* [What to work on]:
a) Answer these questions from the Form 8-K cover page, one line per answer, marked as the questions are:
(i) What date is given as the date of the earliest event reported?
(ii) In which state is the registrant incorporated?
(iii) What is the registrant's telephone number?
b) For each statement, say whether the Form 8-K cover page supports it. Answer yes or no, and quote the words that decide it.
(i) The registrant's principal executive offices are in Jackson Center, Pennsylvania.
(ii) The report is filed pursuant to the Securities Act of 1933.
(iii) Rule 425 under the Securities Act is one of the provisions listed for possible simultaneous filing.
c) Continue the Form 8-K cover page from where it stops.

* [Text block]:
:::

UNITED STATES

SECURITIES AND EXCHANGE COMMISSION

Washington , D.C. 20549

 

Form 8-K

 

Current Report

Pursuant to Section 13 or 15(d) of The Securities Exchange Act of 1934

 

Date of Report (Date of earliest event reported):  May 29, 2018

 

PREMIER BIOMEDICAL, INC.

(Exact name of registrant as specified in its charter)

 

Nevada

 

000-54563

 

27-2635666

(State or other

jurisdiction of incorporation)

(Commission

File Number)

(I.R.S. Employer

Identification No.)

 

P.O. Box 25

Jackson Center, PA 16133

(Address of principal executive offices) (zip code)

 

(814) 786-8849

(Registrant’s telephone number, including area code)

________________________________________________

(Former name or former address, if changed since last report.)

 

Check the appropriate box below if the Form 8-K filing is intended to simultaneously satisfy the filing obligation of the registrant under any of the following provisions:

 

¨ Written communications pursuant to Rule 425 under the Securities Act (17 CFR 230.425)

 

¨ Soliciting material pursuant to Rule 14a-12 under the Exchange Act (17 CFR 240.14a-12)

 

¨ Pre-commencement communications pursuant to Rule 14d-2(b) under the Exchange Act (17 CFR 240.14d-2(b))

 

¨ Pre-commencement communications pursuant to Rule 13e-4(c) under the Exchange Act (17 CFR 240.13e-4(c))

 

Indicate by check mark whether the registrant is an emerging growth company as defined in Rule 405 of the Securities Act of 1933 (§230.405 of this chapter) or Rule 12b-2 of the Securities Exchange Act of 1934 (§240.12b-2 of this chapter).

:::

* [Information]:
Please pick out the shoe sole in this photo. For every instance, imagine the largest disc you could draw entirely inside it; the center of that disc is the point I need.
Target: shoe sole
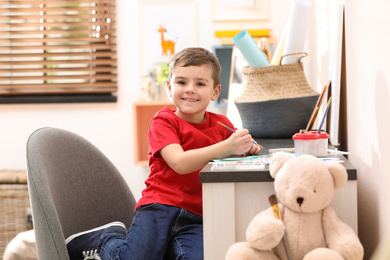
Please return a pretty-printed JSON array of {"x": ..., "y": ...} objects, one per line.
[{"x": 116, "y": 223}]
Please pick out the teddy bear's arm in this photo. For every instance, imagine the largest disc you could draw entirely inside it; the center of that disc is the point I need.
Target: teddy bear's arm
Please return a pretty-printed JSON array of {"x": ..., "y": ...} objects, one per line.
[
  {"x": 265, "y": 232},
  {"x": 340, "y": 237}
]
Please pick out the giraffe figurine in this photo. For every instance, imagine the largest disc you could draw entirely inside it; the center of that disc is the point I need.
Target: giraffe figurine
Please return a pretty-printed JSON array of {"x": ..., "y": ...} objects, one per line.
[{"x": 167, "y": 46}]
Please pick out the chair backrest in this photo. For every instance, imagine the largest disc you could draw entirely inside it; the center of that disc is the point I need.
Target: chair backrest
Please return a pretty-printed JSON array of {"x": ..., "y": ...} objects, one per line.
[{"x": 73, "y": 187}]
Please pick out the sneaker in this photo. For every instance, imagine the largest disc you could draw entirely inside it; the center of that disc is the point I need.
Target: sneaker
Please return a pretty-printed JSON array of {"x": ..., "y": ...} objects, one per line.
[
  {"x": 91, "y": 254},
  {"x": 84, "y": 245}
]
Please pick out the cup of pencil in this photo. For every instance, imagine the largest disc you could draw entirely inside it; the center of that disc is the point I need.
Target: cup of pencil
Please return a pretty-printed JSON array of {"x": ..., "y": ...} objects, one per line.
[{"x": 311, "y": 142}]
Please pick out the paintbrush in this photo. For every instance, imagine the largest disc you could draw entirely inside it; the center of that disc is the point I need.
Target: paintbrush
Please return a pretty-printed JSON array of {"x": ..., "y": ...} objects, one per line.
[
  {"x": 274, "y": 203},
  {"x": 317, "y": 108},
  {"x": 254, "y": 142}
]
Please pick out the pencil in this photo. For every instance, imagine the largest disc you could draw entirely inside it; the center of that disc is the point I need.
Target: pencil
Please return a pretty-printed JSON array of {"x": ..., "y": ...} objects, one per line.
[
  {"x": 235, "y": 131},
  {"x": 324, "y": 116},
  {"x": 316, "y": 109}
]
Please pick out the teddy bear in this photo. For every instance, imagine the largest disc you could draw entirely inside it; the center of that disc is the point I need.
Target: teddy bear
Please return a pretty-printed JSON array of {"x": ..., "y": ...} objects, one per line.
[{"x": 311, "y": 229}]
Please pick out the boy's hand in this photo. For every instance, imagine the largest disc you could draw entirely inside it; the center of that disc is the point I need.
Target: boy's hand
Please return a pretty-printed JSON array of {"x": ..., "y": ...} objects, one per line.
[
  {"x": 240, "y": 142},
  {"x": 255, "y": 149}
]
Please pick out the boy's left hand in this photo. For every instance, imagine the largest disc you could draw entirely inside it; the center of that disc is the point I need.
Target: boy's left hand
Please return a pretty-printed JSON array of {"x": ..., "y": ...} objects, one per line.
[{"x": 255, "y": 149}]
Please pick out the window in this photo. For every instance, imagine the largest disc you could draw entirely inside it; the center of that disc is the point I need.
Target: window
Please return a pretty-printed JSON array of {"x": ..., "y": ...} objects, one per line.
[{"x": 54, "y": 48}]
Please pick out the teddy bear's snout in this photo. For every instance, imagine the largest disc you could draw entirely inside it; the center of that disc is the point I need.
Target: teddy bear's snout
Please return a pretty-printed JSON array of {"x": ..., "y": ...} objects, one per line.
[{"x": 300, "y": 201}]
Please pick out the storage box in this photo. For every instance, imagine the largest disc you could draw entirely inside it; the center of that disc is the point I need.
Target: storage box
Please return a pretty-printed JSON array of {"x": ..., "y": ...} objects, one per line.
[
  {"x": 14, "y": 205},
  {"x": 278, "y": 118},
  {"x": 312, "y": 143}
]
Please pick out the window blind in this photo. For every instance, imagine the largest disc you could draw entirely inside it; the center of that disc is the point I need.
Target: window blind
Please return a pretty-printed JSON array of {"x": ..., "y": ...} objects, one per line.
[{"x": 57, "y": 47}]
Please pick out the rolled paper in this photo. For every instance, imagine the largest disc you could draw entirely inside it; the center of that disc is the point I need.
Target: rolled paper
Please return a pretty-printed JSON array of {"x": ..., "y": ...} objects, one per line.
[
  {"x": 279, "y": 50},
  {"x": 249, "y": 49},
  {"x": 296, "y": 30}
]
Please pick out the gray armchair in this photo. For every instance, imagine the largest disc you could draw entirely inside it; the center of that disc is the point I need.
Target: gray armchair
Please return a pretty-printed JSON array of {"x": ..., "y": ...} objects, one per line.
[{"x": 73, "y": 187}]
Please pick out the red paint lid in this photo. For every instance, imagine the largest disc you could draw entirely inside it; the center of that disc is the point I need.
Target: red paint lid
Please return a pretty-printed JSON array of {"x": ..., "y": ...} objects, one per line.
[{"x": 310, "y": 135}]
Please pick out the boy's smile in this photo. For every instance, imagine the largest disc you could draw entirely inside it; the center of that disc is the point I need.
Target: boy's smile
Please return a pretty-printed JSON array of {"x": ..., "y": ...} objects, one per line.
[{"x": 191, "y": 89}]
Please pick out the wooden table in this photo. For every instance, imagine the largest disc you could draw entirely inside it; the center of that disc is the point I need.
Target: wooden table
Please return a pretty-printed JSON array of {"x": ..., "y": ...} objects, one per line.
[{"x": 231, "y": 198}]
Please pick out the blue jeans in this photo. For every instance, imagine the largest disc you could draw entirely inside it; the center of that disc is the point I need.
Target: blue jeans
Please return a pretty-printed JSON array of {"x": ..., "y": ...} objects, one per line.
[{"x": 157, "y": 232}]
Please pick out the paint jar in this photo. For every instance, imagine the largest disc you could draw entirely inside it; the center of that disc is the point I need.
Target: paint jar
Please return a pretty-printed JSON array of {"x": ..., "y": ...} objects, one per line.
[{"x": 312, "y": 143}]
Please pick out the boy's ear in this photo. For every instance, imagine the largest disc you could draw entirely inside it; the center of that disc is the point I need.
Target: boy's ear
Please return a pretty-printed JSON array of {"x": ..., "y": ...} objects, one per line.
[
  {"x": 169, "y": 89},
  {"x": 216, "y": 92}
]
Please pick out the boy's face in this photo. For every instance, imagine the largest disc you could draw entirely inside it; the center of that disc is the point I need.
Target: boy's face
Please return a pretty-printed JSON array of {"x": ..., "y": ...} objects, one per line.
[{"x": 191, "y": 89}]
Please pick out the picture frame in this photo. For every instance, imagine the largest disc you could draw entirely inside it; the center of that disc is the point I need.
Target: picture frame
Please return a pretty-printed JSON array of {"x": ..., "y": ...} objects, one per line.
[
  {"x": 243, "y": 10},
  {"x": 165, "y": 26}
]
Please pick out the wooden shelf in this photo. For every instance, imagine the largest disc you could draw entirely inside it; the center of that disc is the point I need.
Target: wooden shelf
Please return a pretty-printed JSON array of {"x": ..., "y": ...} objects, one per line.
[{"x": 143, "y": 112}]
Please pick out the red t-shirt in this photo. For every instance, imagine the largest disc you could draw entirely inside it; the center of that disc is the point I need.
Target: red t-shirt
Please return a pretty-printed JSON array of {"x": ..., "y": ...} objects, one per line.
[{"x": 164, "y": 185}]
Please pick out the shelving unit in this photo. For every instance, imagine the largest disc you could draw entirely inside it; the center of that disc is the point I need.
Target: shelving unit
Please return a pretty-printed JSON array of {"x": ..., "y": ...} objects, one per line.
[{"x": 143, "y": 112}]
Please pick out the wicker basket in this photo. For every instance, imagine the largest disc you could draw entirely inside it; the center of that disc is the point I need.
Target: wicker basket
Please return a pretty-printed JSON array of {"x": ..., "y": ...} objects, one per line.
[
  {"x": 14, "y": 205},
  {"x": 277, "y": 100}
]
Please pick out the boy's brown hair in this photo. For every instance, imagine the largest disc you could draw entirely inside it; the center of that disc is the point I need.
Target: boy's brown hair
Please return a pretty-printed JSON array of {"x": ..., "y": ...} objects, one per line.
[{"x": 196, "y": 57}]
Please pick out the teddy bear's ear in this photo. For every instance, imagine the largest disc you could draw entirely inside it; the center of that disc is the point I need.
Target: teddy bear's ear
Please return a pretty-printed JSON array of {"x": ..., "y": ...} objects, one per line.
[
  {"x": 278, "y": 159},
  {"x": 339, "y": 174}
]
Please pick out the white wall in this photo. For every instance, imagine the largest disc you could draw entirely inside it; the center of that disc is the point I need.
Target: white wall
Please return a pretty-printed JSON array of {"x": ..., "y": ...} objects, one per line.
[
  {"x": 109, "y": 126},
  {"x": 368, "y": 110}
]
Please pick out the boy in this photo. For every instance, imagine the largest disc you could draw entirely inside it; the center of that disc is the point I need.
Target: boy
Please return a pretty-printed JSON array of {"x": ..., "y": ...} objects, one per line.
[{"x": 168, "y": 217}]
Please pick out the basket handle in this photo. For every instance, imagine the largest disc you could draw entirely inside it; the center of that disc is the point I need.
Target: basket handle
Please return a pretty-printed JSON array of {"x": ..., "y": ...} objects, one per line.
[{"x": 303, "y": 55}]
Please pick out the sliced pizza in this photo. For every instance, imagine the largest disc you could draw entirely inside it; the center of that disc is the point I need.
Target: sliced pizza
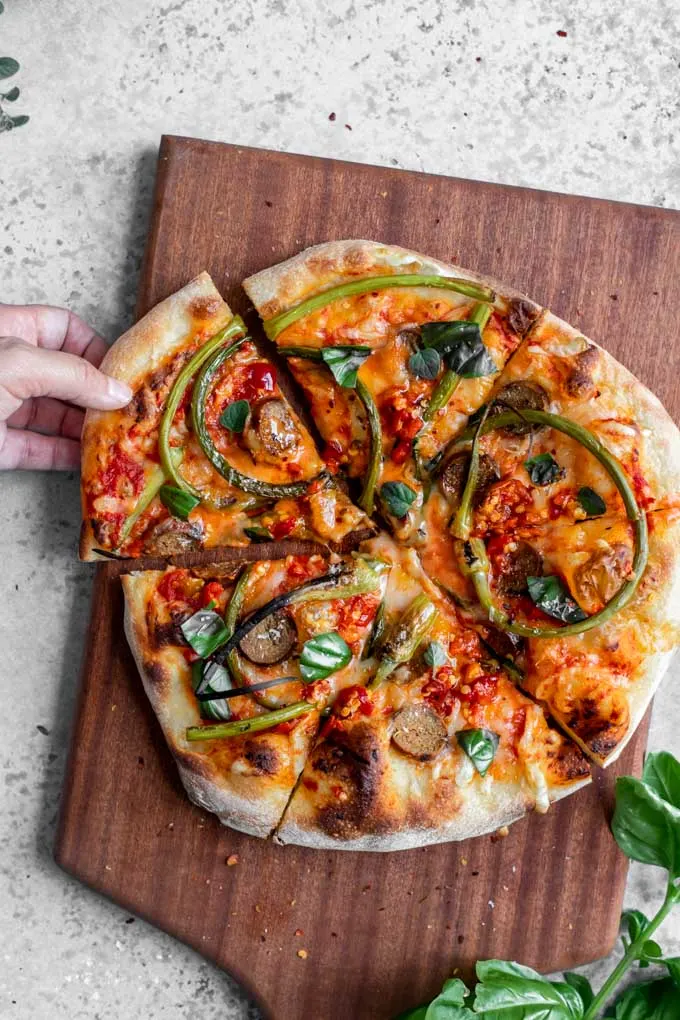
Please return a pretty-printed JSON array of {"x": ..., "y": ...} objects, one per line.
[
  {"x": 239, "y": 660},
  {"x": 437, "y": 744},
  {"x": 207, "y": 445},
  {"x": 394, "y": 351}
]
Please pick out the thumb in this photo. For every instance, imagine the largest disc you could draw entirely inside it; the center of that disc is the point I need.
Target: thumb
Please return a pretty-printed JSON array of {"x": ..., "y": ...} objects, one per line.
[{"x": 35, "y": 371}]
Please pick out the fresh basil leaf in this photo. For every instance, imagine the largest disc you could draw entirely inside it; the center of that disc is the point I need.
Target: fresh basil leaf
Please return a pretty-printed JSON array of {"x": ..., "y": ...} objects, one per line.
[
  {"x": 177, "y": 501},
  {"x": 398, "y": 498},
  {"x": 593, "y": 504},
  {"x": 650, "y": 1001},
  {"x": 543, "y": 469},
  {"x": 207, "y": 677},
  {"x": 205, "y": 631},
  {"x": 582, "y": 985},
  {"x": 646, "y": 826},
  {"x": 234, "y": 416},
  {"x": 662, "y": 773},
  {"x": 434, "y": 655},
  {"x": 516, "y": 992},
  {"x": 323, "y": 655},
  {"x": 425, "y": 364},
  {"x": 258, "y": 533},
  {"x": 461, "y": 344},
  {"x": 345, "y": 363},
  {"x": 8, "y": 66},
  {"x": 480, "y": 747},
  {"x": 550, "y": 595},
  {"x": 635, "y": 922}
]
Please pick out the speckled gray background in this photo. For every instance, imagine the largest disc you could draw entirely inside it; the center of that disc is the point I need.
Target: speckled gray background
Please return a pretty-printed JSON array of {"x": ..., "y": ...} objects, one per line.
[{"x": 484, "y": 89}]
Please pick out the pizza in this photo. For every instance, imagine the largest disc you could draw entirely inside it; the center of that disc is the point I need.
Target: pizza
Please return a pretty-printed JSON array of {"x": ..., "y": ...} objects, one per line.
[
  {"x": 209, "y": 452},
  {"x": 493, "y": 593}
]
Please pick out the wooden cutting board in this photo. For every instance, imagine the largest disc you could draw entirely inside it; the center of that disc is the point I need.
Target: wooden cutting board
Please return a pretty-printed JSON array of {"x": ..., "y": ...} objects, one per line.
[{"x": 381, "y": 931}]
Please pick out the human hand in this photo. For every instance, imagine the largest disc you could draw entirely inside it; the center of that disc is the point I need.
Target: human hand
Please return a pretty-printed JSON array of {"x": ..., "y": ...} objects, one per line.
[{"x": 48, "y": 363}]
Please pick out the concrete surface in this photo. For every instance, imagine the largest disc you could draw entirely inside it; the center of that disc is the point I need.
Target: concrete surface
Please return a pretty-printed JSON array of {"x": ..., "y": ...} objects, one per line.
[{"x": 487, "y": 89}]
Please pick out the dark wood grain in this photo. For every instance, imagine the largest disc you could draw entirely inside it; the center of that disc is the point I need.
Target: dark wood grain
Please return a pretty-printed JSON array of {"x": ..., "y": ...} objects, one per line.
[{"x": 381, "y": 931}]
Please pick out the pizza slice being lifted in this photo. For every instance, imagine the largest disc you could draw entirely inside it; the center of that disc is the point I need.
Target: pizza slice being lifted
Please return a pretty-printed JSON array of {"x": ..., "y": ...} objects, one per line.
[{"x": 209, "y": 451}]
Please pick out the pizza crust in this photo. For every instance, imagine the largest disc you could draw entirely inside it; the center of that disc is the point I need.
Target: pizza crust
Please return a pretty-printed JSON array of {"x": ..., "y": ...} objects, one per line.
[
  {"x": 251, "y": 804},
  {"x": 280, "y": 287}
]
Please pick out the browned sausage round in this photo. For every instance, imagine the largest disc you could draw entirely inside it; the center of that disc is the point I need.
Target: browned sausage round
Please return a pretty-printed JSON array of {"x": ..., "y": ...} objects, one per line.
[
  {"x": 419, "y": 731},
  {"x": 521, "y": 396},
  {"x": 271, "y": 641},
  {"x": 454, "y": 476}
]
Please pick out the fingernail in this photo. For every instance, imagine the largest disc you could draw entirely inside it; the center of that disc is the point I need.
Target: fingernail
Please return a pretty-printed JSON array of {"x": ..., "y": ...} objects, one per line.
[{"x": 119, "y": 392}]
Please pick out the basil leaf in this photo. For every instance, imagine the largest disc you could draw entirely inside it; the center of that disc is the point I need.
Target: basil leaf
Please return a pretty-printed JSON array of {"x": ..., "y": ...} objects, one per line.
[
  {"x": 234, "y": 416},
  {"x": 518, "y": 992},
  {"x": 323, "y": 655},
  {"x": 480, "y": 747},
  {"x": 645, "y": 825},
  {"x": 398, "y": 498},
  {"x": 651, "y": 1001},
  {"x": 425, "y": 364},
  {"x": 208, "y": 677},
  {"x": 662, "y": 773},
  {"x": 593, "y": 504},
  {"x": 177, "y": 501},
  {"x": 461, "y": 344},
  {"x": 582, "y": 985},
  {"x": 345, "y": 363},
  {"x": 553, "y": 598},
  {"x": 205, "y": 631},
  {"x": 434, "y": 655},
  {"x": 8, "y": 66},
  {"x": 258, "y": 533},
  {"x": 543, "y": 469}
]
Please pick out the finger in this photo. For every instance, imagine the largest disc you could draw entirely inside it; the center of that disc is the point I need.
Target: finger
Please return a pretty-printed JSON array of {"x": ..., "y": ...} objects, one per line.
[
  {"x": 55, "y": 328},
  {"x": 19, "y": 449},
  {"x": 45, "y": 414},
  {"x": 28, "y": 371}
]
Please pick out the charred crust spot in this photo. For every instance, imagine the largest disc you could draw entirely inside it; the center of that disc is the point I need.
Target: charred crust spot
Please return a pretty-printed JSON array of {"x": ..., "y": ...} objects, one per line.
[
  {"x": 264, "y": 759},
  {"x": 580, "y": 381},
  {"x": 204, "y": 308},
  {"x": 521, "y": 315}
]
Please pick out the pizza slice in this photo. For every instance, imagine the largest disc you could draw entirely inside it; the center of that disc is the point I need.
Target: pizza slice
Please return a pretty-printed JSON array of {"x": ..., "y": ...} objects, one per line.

:::

* [Answers]:
a)
(i) May 29, 2018
(ii) Nevada
(iii) (814) 786-8849

b)
(i) Yes: "P.O. Box 25 Jackson Center, PA 16133"
(ii) No: "Pursuant to Section 13 or 15(d) of The Securities Exchange Act of 1934"
(iii) Yes: "Written communications pursuant to Rule 425 under the Securities Act (17 CFR 230.425)"

c)
Emerging growth company ¨

 

If an emerging growth company, indicate by check mark if the registrant has elected not to use the extended transition period for complying with any new or revised financial accounting standards provided pursuant to Section 13(a) of the Exchange Act. ¨

 

 
 
 
 

Section 5 – Corporate Governance and Management

 

Item 5.03 Amendments to Articles of Incorporation or Bylaws; Change in Fiscal Year

 

On May 30, 2018, the Board of Directors adopted a resolution to amend our Articles of Incorporation to effect a reverse stock split of our common stock at a ratio of 1-for-250. Section 78.2055 of the Nevada Revised Statutes and Section 8(C) of our Articles of Incorporation grant the Board of Directors the authority to effect a reverse split of our issued and outstanding shares of common stock without shareholder approval.

 

The reverse split will take effect upon the filing of a Certificate of Amendment with the Nevada Secretary of State. We will seek approval from FINRA in connection with the reverse split and coordinate the filing of the Certificate of Amendment as deemed necessary.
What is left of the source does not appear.